**Task to carry out**
Your output must match the data word for word, with every line included.

**Given information**

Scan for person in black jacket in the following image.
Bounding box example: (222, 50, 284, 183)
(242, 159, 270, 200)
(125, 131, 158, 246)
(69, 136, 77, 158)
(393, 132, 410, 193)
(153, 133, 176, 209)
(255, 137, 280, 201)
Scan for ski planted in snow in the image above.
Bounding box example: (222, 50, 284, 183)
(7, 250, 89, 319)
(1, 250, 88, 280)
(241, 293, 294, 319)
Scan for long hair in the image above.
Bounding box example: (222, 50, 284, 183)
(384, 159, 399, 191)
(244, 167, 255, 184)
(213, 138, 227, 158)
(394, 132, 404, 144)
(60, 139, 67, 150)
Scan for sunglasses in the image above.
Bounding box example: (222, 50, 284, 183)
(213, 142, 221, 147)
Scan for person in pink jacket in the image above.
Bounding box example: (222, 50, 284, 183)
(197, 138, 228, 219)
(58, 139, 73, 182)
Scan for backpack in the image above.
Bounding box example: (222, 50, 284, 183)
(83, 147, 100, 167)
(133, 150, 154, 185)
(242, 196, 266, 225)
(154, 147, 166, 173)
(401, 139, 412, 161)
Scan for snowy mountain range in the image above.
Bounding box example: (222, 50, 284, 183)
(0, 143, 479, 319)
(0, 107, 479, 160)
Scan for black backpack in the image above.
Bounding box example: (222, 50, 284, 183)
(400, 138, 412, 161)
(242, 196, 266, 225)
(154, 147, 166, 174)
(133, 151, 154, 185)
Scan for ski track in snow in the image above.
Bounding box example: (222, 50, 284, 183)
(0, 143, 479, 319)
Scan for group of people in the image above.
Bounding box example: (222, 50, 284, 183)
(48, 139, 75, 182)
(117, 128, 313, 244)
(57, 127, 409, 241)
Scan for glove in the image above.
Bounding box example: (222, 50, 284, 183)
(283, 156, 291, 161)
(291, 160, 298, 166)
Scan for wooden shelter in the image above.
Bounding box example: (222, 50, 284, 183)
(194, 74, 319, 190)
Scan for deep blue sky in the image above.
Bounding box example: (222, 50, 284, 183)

**Response to the task**
Scan for person in black jacket in the following image.
Bounding box example: (222, 50, 284, 183)
(242, 159, 270, 200)
(125, 131, 158, 246)
(69, 136, 77, 158)
(393, 132, 410, 193)
(153, 133, 176, 209)
(255, 137, 280, 201)
Scan for ski planted in snow in the image above.
Bounding box example: (222, 50, 284, 183)
(7, 250, 89, 319)
(1, 250, 88, 280)
(241, 293, 294, 319)
Scan for long hair in the image above.
Bounding box example: (222, 50, 284, 183)
(384, 159, 399, 191)
(244, 167, 255, 184)
(213, 138, 227, 158)
(394, 132, 404, 144)
(60, 139, 67, 150)
Scan for sunglasses in the image above.
Bounding box example: (222, 50, 284, 183)
(213, 142, 221, 147)
Scan for person in pink jacket in the image above.
Bounding box example: (222, 50, 284, 183)
(197, 138, 228, 219)
(58, 139, 73, 182)
Scan for backpack in the image above.
Bounding box example: (222, 50, 284, 183)
(83, 147, 100, 167)
(133, 150, 154, 185)
(242, 196, 266, 225)
(154, 147, 166, 173)
(401, 139, 412, 161)
Scan for snowy mountain range in the image above.
Bounding box example: (222, 50, 284, 183)
(0, 143, 479, 319)
(0, 107, 479, 160)
Scan for black backpack in the image above.
Bounding box example: (222, 50, 284, 183)
(400, 138, 412, 161)
(242, 196, 266, 225)
(154, 147, 166, 174)
(133, 151, 154, 185)
Scan for ski track in snow in the image above.
Bounding box example: (222, 50, 284, 183)
(0, 143, 479, 319)
Scan for group of people in the image above.
Bounding box example: (222, 50, 284, 183)
(48, 139, 75, 182)
(117, 128, 313, 244)
(57, 127, 409, 241)
Scan for glove in the image above.
Bounding box example: (222, 50, 284, 183)
(283, 156, 291, 161)
(291, 160, 298, 166)
Scan for wooden shelter in the image above.
Bounding box example: (222, 50, 284, 183)
(194, 74, 319, 190)
Scan for deep blue sky in the image above.
Bounding box example: (222, 50, 284, 183)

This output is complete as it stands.